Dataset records

*-*-*

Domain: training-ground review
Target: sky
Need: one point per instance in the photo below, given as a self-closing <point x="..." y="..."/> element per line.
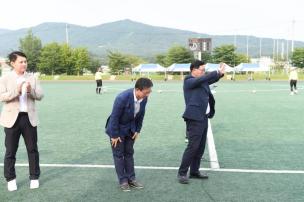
<point x="262" y="18"/>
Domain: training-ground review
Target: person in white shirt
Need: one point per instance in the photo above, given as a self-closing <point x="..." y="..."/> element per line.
<point x="18" y="92"/>
<point x="293" y="79"/>
<point x="98" y="79"/>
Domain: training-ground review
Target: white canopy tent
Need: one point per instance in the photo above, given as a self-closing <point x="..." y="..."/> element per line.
<point x="179" y="67"/>
<point x="252" y="67"/>
<point x="149" y="68"/>
<point x="212" y="67"/>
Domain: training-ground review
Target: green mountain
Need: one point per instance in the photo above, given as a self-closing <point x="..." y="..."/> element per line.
<point x="129" y="37"/>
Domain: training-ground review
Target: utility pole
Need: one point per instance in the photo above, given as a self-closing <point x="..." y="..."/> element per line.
<point x="293" y="33"/>
<point x="67" y="34"/>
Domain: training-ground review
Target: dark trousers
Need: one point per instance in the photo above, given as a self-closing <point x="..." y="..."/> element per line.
<point x="12" y="136"/>
<point x="123" y="159"/>
<point x="293" y="85"/>
<point x="197" y="135"/>
<point x="98" y="86"/>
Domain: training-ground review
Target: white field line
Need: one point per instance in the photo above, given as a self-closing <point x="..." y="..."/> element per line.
<point x="211" y="148"/>
<point x="233" y="91"/>
<point x="166" y="168"/>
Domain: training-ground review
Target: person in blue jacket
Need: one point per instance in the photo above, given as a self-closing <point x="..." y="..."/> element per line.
<point x="123" y="127"/>
<point x="199" y="107"/>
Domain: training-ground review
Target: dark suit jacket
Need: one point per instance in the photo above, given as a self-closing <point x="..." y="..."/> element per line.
<point x="122" y="122"/>
<point x="197" y="95"/>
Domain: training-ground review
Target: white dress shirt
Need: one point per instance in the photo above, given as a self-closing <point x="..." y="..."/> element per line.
<point x="23" y="96"/>
<point x="136" y="104"/>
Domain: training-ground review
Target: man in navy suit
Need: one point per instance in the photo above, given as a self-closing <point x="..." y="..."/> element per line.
<point x="123" y="127"/>
<point x="199" y="107"/>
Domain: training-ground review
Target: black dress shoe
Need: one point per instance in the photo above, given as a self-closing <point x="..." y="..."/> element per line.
<point x="125" y="187"/>
<point x="183" y="179"/>
<point x="136" y="185"/>
<point x="200" y="175"/>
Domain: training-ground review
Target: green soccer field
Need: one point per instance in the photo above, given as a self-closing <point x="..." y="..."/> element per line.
<point x="257" y="130"/>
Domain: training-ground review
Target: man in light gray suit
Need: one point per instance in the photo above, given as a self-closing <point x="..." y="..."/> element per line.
<point x="18" y="92"/>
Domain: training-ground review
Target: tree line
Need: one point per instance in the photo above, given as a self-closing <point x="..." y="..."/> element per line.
<point x="55" y="58"/>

*-*-*

## Action item
Copy nothing but the lines from the start of the entries through the line with "Target: person in blue jacket". Write them out exactly, without pictures.

## Written solution
Domain: training-ground review
Target: sky
Need: one point per instance in the photo below, given as a self-closing <point x="..." y="..."/> element per line.
<point x="262" y="18"/>
Domain: training-ground review
Target: person in white shirt
Need: one point per instance in the photo above, given as a self-closing <point x="..." y="..."/> element per line.
<point x="18" y="92"/>
<point x="293" y="79"/>
<point x="98" y="79"/>
Domain: training-ground review
Target: white canopy tent
Need: one point per instance in the photo above, given as a self-closing <point x="..." y="..."/> element per line.
<point x="179" y="67"/>
<point x="252" y="67"/>
<point x="149" y="68"/>
<point x="212" y="67"/>
Domain: training-ground review
Target: green mountain
Need: one point per instance in the photo above, given as a self-closing <point x="..." y="..."/> element per line.
<point x="129" y="37"/>
Domain: training-ground review
Target: utility pole
Need: one point per instance in the photo above, given as a self-closing <point x="..." y="..."/> element per line.
<point x="293" y="33"/>
<point x="67" y="34"/>
Domain: training-ground review
Target: dark trousers
Need: one point per instance in the photo above, given as a self-closing <point x="..." y="..."/> element per line.
<point x="12" y="136"/>
<point x="123" y="159"/>
<point x="293" y="85"/>
<point x="197" y="135"/>
<point x="98" y="86"/>
Domain: training-ground review
Target: white field line
Need: one point per instance in the photo above, given as a self-closing <point x="..." y="..."/> element per line.
<point x="211" y="148"/>
<point x="233" y="91"/>
<point x="166" y="168"/>
Domain: training-ground review
Target: person in blue jacket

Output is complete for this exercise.